# Selected extract
Fail to compile for example pr_scheduling

OS for FPGAs

Coyote is a framework that offers operating system abstractions and a variety of shared networking (RDMA, TCP/IP), memory (DRAM, HBM) and accelerator (GPU) services for modern heterogeneous platforms with FPGAs, targeting data centers and cloud environments.

Some of Coyote's features:

Multiple isolated virtualized vFPGA regions (with individual VMs)
Nested dynamic reconfiguration (independently reconfigurable layers: Static, Service and Application)
RTL and HLS user logic support
Unified host and FPGA memory with striping across virtualized DRAM/HBM channels
TCP/IP service
RDMA RoCEv2 service (compliant with Mellanox NICs)
GPU service
Runtime scheduler for different host user processes
Multithreading support

For more detailed information, check out the documentation

Prerequisites

Full Vivado/Vitis suite is needed to build the hardware side of things. Hardware server will be enough for deployment only scenarios. Coyote runs with Vivado 2022.1. Previous versions can be used at one's own peril.

# Goals
A) According to the Coyote page, which version of Vivado does Coyote run with?
B) Reproduce the Coyote page between "Fail to compile" and "(with individual VMs)", inclusive, swapping "FPGAs" for "FPGA devices".
Rely on the Coyote page alone.

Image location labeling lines
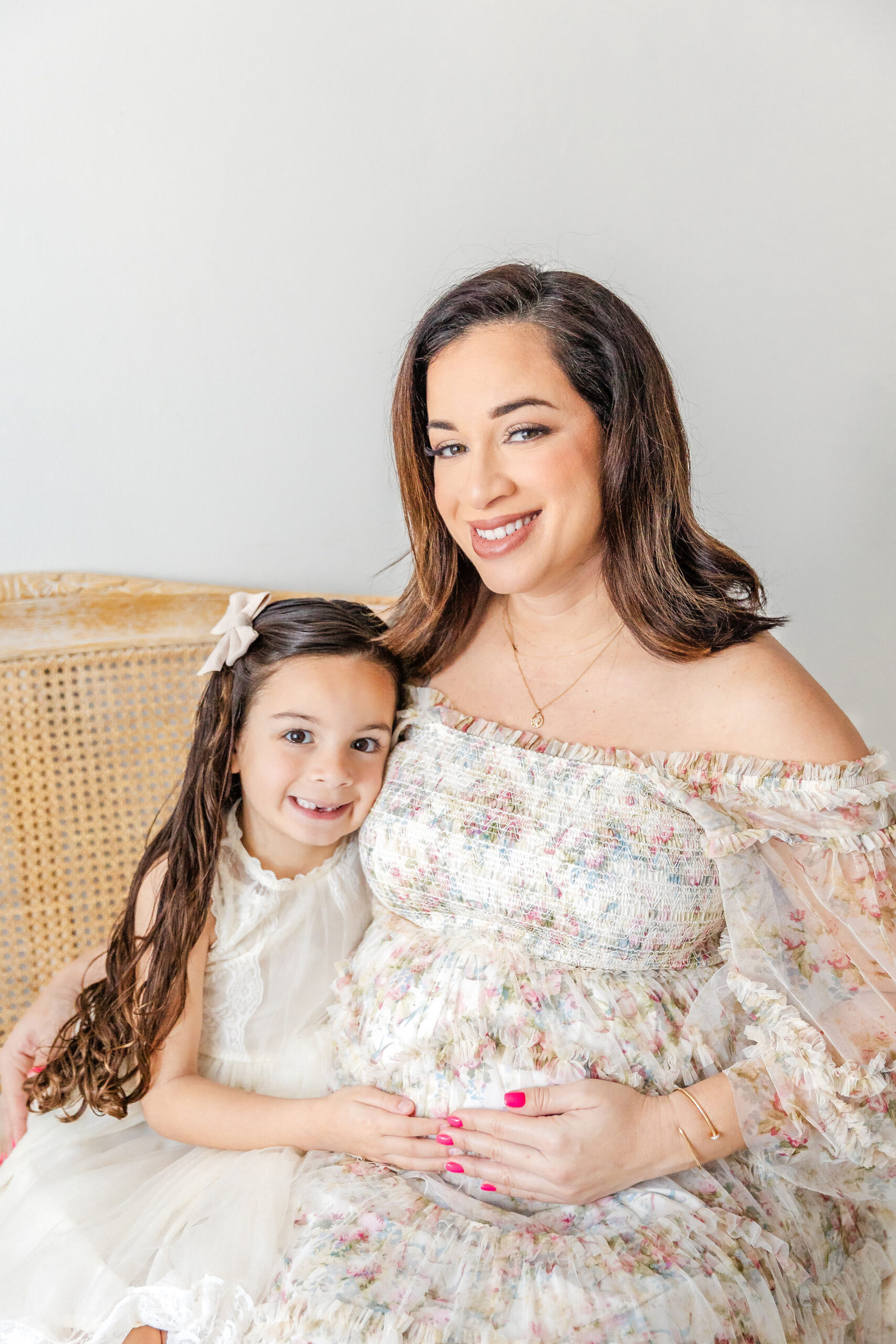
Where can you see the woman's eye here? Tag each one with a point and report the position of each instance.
(366, 745)
(525, 433)
(446, 450)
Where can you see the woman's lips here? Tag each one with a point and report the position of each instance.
(491, 549)
(320, 812)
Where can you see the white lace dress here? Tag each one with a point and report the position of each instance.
(104, 1225)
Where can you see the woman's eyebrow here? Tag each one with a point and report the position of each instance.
(515, 406)
(499, 411)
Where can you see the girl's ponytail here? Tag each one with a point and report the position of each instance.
(102, 1057)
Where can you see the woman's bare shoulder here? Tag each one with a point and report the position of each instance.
(757, 699)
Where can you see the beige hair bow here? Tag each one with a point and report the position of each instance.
(236, 629)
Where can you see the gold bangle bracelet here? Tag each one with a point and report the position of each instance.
(714, 1132)
(693, 1152)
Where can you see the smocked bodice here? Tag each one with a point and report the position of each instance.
(561, 850)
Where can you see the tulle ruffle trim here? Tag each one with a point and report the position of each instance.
(798, 1052)
(739, 779)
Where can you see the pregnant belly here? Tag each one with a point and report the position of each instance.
(457, 1022)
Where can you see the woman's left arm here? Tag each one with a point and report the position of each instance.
(575, 1143)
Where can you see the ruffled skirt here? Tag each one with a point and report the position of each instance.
(730, 1254)
(693, 1260)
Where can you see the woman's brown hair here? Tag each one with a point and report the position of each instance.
(102, 1057)
(679, 591)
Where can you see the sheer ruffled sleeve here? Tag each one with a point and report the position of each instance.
(808, 999)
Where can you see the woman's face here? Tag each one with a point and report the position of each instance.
(518, 457)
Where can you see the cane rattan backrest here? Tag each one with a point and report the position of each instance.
(97, 694)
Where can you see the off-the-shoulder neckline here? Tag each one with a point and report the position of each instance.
(693, 769)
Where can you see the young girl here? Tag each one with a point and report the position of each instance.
(195, 1072)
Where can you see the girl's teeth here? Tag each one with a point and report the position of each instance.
(495, 534)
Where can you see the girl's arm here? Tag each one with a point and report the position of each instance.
(186, 1107)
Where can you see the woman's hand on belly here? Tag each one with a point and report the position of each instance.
(577, 1143)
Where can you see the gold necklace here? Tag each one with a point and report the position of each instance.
(537, 718)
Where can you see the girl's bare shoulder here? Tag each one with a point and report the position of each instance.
(757, 699)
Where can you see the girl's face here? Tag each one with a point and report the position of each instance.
(518, 459)
(311, 756)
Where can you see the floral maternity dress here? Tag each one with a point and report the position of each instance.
(550, 913)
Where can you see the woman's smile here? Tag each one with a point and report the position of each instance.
(499, 536)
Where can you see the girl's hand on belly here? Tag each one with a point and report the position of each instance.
(373, 1124)
(577, 1143)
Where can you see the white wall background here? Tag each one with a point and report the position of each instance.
(219, 218)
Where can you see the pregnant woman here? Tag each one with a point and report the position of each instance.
(635, 882)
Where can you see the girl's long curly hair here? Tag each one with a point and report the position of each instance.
(102, 1057)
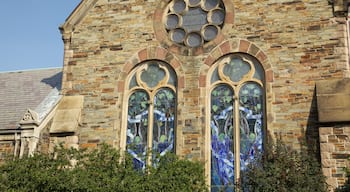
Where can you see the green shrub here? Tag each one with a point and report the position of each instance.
(98, 170)
(282, 169)
(346, 187)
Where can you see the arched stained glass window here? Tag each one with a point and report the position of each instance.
(151, 112)
(237, 118)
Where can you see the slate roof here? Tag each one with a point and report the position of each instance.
(32, 89)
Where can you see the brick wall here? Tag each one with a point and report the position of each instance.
(335, 145)
(297, 42)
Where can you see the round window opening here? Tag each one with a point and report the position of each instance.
(192, 23)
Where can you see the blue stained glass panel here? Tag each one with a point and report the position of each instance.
(251, 122)
(222, 156)
(163, 122)
(137, 129)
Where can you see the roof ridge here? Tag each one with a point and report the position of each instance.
(28, 70)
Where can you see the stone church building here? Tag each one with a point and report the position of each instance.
(209, 80)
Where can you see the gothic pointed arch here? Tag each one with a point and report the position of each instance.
(150, 102)
(236, 80)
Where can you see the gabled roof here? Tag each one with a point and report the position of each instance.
(77, 15)
(21, 90)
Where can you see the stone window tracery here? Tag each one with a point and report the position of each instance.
(192, 23)
(237, 118)
(151, 112)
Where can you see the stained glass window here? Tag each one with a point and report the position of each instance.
(151, 113)
(237, 118)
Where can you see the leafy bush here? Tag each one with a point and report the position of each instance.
(98, 170)
(282, 169)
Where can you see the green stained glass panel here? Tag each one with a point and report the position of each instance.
(153, 75)
(221, 125)
(251, 122)
(164, 121)
(236, 69)
(137, 129)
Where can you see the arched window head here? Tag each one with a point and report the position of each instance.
(237, 118)
(151, 112)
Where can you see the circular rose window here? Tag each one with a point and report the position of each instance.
(193, 23)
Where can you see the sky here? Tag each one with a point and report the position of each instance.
(29, 34)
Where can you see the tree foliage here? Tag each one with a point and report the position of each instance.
(346, 187)
(98, 170)
(281, 169)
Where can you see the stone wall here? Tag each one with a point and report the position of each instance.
(335, 145)
(297, 43)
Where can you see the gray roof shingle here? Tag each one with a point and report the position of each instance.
(20, 90)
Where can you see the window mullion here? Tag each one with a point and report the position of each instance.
(150, 131)
(236, 136)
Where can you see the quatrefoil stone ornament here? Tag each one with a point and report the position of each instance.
(192, 23)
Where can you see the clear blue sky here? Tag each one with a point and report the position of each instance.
(29, 35)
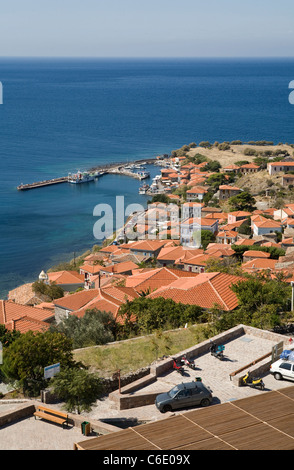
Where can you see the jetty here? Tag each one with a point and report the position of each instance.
(116, 168)
(40, 184)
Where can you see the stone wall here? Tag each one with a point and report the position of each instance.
(22, 411)
(126, 399)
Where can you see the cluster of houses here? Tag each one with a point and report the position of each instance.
(166, 259)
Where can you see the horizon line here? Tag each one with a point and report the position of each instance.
(146, 57)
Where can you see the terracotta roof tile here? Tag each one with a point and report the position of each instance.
(205, 290)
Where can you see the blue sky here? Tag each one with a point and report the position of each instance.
(149, 28)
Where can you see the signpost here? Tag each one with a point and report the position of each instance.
(51, 371)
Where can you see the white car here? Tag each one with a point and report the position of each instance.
(282, 369)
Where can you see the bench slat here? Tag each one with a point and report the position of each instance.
(50, 417)
(49, 410)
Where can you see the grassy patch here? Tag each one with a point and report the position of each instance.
(131, 355)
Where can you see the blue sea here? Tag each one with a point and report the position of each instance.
(62, 115)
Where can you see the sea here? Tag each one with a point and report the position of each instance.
(63, 115)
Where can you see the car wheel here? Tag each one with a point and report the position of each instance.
(166, 408)
(205, 402)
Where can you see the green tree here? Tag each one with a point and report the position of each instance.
(53, 291)
(95, 327)
(244, 201)
(7, 336)
(144, 315)
(25, 358)
(78, 388)
(207, 237)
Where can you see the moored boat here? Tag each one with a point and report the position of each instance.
(81, 177)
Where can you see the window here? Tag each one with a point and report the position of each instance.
(286, 365)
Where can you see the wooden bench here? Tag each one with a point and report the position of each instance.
(51, 415)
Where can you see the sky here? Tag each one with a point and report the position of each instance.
(146, 28)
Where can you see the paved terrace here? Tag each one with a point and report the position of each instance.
(36, 434)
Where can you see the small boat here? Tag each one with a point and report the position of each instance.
(143, 174)
(143, 189)
(81, 177)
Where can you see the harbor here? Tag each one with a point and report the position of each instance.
(134, 170)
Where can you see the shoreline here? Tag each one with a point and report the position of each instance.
(110, 166)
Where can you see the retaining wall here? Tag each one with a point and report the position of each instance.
(126, 399)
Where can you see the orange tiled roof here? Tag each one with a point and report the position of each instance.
(108, 299)
(205, 290)
(120, 267)
(267, 223)
(35, 318)
(259, 264)
(147, 245)
(256, 254)
(196, 190)
(228, 187)
(25, 324)
(203, 221)
(155, 278)
(66, 277)
(176, 253)
(77, 300)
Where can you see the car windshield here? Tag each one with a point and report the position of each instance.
(174, 391)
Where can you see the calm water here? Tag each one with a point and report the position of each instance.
(63, 115)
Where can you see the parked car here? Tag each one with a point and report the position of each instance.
(184, 395)
(282, 369)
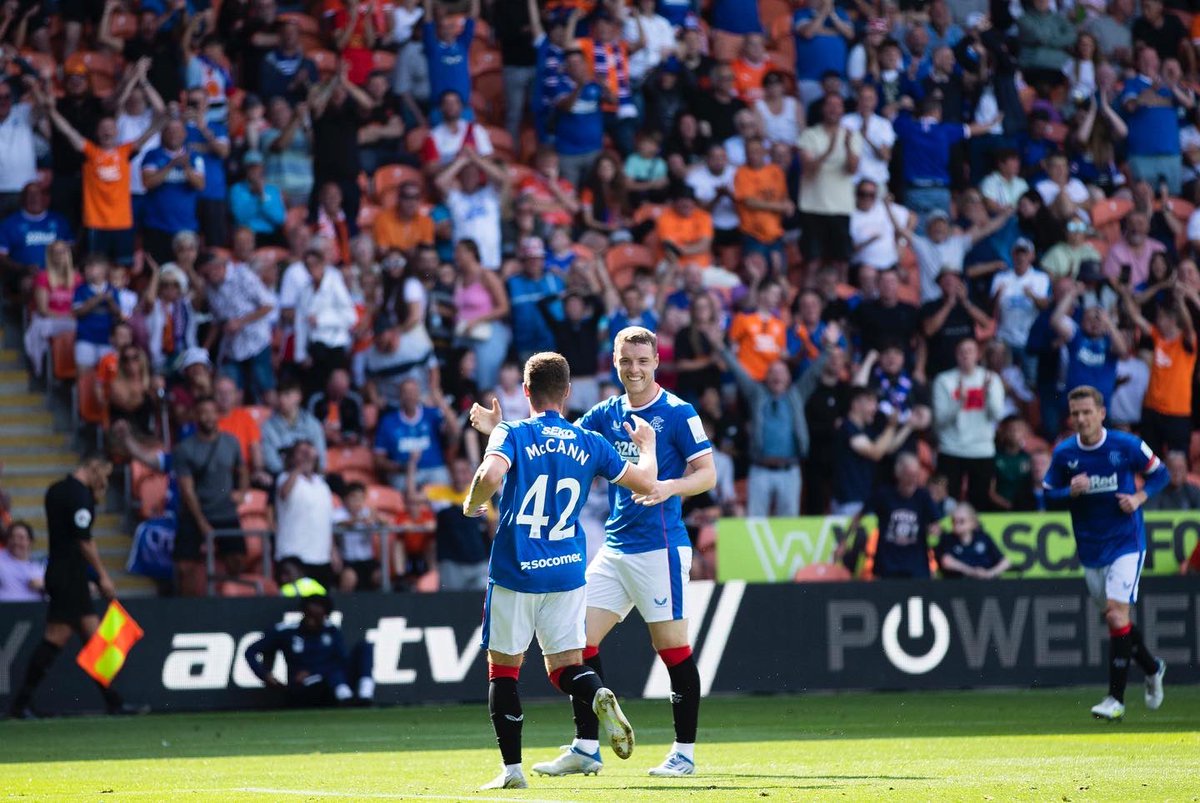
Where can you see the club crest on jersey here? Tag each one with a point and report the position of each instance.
(559, 432)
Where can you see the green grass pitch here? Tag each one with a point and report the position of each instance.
(964, 745)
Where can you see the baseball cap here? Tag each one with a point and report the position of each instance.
(533, 247)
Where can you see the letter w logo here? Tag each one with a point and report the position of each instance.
(785, 553)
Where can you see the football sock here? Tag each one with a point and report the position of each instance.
(504, 705)
(1145, 659)
(39, 665)
(592, 658)
(581, 683)
(684, 691)
(1120, 649)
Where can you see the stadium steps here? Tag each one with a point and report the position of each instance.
(35, 456)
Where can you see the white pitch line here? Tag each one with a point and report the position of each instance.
(387, 796)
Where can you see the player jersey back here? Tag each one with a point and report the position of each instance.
(681, 438)
(1103, 532)
(539, 547)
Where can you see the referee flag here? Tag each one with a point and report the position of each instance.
(105, 653)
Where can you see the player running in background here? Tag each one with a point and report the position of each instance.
(535, 576)
(646, 559)
(1093, 474)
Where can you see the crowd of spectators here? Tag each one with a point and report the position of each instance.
(879, 245)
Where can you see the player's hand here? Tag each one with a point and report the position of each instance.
(642, 435)
(484, 419)
(661, 492)
(1129, 502)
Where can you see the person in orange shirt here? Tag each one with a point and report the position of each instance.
(685, 231)
(760, 190)
(405, 227)
(239, 421)
(107, 199)
(750, 67)
(760, 337)
(1167, 408)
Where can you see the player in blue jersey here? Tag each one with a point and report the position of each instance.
(537, 571)
(647, 557)
(1092, 474)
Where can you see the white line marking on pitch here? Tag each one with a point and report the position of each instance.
(387, 796)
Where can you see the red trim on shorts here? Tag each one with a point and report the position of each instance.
(675, 655)
(497, 671)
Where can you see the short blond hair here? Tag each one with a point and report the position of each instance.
(637, 336)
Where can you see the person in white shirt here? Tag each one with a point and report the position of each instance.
(1018, 297)
(1005, 186)
(304, 516)
(651, 39)
(879, 137)
(713, 185)
(876, 226)
(474, 202)
(18, 160)
(324, 317)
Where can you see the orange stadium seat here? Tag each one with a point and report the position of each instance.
(353, 463)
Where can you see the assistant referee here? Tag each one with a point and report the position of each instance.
(70, 510)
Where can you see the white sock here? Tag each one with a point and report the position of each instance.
(685, 750)
(586, 745)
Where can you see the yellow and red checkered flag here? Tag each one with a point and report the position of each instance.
(105, 653)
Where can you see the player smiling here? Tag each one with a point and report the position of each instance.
(1093, 474)
(646, 559)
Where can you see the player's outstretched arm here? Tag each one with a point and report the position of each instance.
(641, 477)
(484, 486)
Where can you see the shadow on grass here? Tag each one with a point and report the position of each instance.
(432, 729)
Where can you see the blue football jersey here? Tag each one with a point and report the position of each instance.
(681, 438)
(1103, 532)
(539, 547)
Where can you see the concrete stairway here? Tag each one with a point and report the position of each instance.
(36, 455)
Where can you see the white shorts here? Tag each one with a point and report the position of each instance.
(511, 618)
(1116, 581)
(653, 582)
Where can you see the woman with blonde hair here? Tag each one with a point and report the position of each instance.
(53, 294)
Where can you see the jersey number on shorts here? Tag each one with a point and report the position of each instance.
(537, 519)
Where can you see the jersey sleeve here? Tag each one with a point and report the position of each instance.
(502, 444)
(689, 435)
(609, 463)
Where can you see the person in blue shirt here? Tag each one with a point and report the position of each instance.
(647, 556)
(531, 331)
(321, 671)
(173, 177)
(210, 139)
(448, 52)
(258, 205)
(96, 307)
(25, 234)
(537, 571)
(925, 143)
(822, 40)
(408, 439)
(1093, 475)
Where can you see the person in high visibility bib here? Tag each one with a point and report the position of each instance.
(70, 513)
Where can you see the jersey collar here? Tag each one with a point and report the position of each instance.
(1104, 436)
(647, 405)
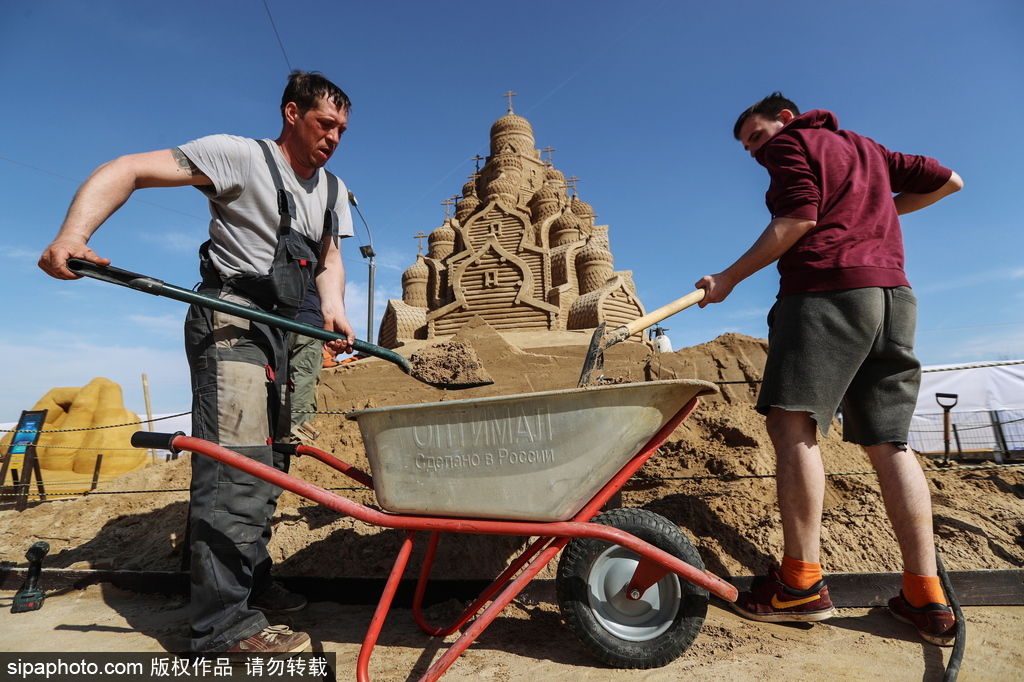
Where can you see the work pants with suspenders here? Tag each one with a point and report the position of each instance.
(240, 400)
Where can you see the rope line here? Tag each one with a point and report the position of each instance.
(639, 479)
(94, 428)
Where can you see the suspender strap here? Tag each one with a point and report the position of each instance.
(331, 216)
(286, 203)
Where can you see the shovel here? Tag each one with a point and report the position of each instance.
(602, 340)
(159, 288)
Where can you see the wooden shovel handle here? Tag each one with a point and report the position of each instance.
(641, 324)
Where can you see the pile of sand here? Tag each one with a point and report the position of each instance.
(713, 478)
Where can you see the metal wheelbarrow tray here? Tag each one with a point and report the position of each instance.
(630, 584)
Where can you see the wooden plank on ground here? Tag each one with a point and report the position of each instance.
(974, 588)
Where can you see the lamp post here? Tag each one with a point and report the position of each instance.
(368, 252)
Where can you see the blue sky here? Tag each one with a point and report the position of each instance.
(637, 98)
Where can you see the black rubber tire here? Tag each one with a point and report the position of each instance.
(647, 633)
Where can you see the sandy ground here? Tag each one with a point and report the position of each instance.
(529, 643)
(713, 478)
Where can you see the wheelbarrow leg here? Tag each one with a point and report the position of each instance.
(492, 611)
(363, 664)
(500, 583)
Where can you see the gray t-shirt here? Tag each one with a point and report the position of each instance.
(245, 222)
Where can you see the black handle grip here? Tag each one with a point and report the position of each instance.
(152, 440)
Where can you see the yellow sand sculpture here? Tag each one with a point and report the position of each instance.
(68, 457)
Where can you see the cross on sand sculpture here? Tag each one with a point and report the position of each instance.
(448, 204)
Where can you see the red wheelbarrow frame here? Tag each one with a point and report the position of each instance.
(552, 537)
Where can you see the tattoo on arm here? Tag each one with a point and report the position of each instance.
(185, 163)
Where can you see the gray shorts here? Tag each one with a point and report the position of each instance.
(853, 346)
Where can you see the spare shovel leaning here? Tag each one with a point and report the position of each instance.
(159, 288)
(601, 341)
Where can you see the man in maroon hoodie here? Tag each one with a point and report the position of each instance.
(841, 332)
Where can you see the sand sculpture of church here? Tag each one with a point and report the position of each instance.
(519, 252)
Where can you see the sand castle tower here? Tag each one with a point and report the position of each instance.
(520, 252)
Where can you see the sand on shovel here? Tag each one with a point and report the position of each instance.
(451, 364)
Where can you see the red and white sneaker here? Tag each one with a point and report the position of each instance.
(770, 600)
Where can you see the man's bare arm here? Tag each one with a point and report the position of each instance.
(777, 238)
(331, 287)
(908, 203)
(107, 190)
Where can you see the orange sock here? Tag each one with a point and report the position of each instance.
(921, 590)
(799, 574)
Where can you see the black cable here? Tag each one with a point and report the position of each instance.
(274, 26)
(952, 668)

# Answer set
A) Vivado 2022.1.

B)
Fail to compile for example pr_scheduling

OS for FPGA devices

Coyote is a framework that offers operating system abstractions and a variety of shared networking (RDMA, TCP/IP), memory (DRAM, HBM) and accelerator (GPU) services for modern heterogeneous platforms with FPGA devices, targeting data centers and cloud environments.

Some of Coyote's features:

Multiple isolated virtualized vFPGA regions (with individual VMs)